• _PROBLEMS AND TASKS_:
1. In the post about the teachers tribunal, write out the passage from "The New Zealand Teachers" up to and including "with a student.", swapping "classroom" for "school".
2. Which words in the heading of the post about the teachers tribunal begin with a capital letter? List them all.

• _TEXT PASSAGE_:
-=-=-

New Zealand Teachers Disciplinary Tribunal working a lot better

Long time readers may recall that I went through a stage of highlighting that name suppression didn’t serve society.   And specifically in the case of dodgy teachers, who continued to teach and had their name and crimes suppressed in all but the most heinous cases.

The New Zealand Teachers Disciplinary Tribunal has changed this stance and although there are still a lot of things I’d like to see improve, such has the time it takes between offence and de-registration and the time it takes between concerns being raised and a teacher actually being removed from the classroom, most of the dodgy ones now get biffed from the profession and earn a permanent public record because they are no longer granted name suppression.

But it seems it is still not working well enough.

A teacher has been censured and has lost his registration after having a sexual relationship with a student.

The man and his 17-year-old student developed a close relationship during the 2015 school year, according to a New Zealand Teachers Disciplinary Tribunal decision.

They then spent a lot of time together when she visited the teacher over the school holidays with the intention of discussing career options.

-=-=-

• _Position identification records_:
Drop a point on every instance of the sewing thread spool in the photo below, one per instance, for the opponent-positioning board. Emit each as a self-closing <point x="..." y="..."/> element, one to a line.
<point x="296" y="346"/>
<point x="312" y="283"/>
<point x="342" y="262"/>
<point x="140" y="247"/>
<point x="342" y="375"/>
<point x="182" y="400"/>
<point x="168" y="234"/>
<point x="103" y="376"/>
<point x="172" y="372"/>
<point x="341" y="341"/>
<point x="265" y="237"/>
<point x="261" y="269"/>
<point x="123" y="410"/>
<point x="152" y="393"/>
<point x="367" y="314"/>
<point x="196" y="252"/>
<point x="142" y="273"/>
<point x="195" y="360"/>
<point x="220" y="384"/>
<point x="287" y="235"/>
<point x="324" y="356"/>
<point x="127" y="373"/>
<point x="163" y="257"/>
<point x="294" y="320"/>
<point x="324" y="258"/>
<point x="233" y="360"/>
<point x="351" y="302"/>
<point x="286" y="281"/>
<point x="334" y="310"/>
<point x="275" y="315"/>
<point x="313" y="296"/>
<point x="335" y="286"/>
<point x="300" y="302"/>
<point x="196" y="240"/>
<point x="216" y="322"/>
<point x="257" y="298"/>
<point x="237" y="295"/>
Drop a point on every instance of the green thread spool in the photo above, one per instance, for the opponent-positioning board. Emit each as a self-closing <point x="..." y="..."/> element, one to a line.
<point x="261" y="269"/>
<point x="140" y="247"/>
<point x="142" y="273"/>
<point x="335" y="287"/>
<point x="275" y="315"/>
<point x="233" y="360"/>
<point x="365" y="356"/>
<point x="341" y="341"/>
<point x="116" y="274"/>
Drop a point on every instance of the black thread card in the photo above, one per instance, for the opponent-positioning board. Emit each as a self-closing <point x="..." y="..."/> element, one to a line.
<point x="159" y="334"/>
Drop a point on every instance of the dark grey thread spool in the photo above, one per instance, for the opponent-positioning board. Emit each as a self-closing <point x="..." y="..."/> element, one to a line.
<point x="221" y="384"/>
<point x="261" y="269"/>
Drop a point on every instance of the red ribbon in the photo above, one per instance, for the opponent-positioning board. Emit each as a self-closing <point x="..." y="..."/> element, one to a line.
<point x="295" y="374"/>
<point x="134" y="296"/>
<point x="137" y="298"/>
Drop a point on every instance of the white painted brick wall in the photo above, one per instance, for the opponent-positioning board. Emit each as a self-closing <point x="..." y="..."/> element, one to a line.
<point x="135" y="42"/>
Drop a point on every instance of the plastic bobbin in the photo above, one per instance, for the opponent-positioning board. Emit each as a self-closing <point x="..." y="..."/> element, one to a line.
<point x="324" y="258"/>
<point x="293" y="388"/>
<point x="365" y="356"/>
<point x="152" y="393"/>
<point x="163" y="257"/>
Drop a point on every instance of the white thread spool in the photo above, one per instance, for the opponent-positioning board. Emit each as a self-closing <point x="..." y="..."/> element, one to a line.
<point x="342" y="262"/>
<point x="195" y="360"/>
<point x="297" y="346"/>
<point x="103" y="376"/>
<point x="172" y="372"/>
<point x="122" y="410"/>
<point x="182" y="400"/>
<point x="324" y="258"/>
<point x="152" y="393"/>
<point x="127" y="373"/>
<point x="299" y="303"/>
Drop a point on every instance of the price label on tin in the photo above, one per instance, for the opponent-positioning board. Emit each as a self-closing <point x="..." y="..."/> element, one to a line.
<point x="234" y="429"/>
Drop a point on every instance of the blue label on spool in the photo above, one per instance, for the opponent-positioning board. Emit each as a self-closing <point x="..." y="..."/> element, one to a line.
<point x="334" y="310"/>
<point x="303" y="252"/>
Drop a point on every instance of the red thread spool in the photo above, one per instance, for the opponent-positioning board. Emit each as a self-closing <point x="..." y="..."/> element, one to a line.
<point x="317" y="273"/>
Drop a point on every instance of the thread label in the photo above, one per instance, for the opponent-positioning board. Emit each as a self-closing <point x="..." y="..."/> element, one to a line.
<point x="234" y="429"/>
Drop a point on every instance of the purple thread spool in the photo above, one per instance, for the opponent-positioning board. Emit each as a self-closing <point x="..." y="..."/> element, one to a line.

-=-=-

• _ANSWERS TO THE EXERCISE_:
1.
The New Zealand Teachers Disciplinary Tribunal has changed this stance and although there are still a lot of things I’d like to see improve, such has the time it takes between offence and de-registration and the time it takes between concerns being raised and a teacher actually being removed from the school, most of the dodgy ones now get biffed from the profession and earn a permanent public record because they are no longer granted name suppression.

But it seems it is still not working well enough.

A teacher has been censured and has lost his registration after having a sexual relationship with a student.

2. New, Zealand, Teachers, Disciplinary, Tribunal